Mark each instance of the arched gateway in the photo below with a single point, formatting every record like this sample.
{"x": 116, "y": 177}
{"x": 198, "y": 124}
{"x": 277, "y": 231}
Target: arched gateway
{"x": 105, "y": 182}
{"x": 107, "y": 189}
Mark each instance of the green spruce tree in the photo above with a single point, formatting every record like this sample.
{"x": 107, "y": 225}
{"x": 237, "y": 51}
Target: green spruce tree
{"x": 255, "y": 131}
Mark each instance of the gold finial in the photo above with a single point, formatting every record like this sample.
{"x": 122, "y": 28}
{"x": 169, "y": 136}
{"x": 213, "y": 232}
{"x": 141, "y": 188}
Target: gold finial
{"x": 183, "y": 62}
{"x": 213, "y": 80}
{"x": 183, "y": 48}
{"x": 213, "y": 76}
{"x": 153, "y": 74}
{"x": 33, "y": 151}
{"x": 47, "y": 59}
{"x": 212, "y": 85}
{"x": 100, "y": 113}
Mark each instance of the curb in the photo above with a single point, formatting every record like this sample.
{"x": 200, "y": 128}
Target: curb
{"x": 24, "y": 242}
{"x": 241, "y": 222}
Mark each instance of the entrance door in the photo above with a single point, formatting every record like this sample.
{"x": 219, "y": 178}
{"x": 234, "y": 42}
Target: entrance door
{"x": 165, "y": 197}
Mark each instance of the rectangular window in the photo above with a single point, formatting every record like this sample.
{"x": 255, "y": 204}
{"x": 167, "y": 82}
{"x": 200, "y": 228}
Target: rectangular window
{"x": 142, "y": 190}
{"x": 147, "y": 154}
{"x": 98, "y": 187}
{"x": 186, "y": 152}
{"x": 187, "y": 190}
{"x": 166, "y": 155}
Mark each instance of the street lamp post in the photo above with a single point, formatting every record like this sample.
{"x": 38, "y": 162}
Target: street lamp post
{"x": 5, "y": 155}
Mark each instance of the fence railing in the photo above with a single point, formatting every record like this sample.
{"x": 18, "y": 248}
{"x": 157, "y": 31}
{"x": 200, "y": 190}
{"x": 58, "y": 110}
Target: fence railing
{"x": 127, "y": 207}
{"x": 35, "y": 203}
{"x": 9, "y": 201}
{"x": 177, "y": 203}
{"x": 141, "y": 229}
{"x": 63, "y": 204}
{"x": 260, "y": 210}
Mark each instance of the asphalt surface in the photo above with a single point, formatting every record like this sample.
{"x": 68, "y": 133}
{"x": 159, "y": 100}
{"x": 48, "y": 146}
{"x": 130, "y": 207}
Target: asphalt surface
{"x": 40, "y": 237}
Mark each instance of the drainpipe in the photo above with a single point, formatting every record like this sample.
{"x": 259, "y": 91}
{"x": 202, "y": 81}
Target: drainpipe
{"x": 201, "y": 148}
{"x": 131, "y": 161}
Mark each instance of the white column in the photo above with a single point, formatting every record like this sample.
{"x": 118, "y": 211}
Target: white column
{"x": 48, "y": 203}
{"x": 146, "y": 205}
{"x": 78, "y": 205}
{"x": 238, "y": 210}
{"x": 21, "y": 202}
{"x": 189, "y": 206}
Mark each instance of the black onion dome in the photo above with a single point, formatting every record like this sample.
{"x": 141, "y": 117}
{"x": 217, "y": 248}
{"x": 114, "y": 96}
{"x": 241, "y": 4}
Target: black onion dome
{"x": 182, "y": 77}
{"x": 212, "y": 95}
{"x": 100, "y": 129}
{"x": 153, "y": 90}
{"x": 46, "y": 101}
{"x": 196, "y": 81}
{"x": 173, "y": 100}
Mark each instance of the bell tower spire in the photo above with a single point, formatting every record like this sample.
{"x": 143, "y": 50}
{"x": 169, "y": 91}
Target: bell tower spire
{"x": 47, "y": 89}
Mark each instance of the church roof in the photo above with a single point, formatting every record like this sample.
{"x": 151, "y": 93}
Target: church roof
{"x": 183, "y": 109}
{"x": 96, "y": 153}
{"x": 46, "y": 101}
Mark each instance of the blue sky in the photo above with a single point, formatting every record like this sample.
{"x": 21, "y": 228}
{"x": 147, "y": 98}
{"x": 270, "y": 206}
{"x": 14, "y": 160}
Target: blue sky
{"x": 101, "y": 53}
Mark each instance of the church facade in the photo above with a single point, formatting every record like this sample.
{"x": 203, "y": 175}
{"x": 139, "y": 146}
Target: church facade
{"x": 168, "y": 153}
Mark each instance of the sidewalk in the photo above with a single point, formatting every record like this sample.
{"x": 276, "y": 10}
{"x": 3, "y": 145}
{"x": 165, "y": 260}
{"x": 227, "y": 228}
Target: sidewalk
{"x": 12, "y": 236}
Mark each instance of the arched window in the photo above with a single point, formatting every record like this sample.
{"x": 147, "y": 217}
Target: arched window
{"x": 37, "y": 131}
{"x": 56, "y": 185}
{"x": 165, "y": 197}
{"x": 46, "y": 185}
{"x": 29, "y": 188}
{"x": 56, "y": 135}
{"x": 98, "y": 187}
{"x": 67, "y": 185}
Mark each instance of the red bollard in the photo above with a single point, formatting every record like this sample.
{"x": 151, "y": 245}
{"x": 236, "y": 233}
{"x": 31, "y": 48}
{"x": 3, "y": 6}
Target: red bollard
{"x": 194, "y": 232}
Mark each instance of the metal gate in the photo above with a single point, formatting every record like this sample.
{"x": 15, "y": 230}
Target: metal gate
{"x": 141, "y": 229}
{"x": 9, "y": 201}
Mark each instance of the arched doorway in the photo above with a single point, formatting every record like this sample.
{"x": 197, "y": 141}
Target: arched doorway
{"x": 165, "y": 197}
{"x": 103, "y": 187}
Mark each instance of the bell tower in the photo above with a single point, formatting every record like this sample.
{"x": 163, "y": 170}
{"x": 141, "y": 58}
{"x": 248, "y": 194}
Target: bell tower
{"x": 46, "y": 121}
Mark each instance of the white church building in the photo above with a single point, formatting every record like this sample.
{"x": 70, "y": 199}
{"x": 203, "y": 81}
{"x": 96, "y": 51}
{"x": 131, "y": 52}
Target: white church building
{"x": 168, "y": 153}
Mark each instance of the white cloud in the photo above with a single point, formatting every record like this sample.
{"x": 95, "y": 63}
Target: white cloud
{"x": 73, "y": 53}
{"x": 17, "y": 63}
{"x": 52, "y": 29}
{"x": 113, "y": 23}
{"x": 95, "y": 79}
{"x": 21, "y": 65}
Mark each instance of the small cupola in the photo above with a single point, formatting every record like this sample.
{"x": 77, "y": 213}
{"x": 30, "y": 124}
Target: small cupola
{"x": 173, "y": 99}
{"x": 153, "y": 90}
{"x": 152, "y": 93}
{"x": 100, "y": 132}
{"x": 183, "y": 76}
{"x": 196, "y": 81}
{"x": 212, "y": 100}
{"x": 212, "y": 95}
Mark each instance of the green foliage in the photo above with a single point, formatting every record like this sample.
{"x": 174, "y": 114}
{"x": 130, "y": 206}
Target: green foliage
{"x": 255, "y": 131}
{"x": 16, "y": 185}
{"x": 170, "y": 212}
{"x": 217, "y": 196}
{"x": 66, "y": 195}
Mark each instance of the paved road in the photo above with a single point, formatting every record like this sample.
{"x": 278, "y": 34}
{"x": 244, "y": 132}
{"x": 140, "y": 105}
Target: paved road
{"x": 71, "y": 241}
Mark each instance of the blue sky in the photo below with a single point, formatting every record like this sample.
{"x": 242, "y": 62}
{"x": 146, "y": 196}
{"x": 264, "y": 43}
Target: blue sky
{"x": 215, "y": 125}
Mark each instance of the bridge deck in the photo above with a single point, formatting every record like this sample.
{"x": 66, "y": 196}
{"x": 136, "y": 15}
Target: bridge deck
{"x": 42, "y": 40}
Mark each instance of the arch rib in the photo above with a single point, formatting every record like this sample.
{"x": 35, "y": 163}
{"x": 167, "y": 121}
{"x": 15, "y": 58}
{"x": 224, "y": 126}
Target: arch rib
##############################
__Given problem__
Can you quote exactly the lines from the one containing "Mark each instance of the paved" through the last line of the records above, and nothing else?

__Output of the exercise__
Mark each instance of the paved road in the photo above with a single point, formatting every record like this sample.
{"x": 278, "y": 34}
{"x": 244, "y": 132}
{"x": 140, "y": 105}
Target: paved road
{"x": 71, "y": 241}
Mark each instance of the blue sky in the photo below with a single point, formatting every record like this sample.
{"x": 242, "y": 62}
{"x": 146, "y": 196}
{"x": 264, "y": 43}
Target: blue sky
{"x": 215, "y": 125}
Mark each instance of the bridge deck in the photo above with a single point, formatting every record like this sample.
{"x": 66, "y": 196}
{"x": 136, "y": 15}
Target: bridge deck
{"x": 42, "y": 40}
Mark each instance of the arch rib in the photo above with a single point, formatting every record like this sample.
{"x": 35, "y": 163}
{"x": 167, "y": 121}
{"x": 15, "y": 58}
{"x": 224, "y": 126}
Target: arch rib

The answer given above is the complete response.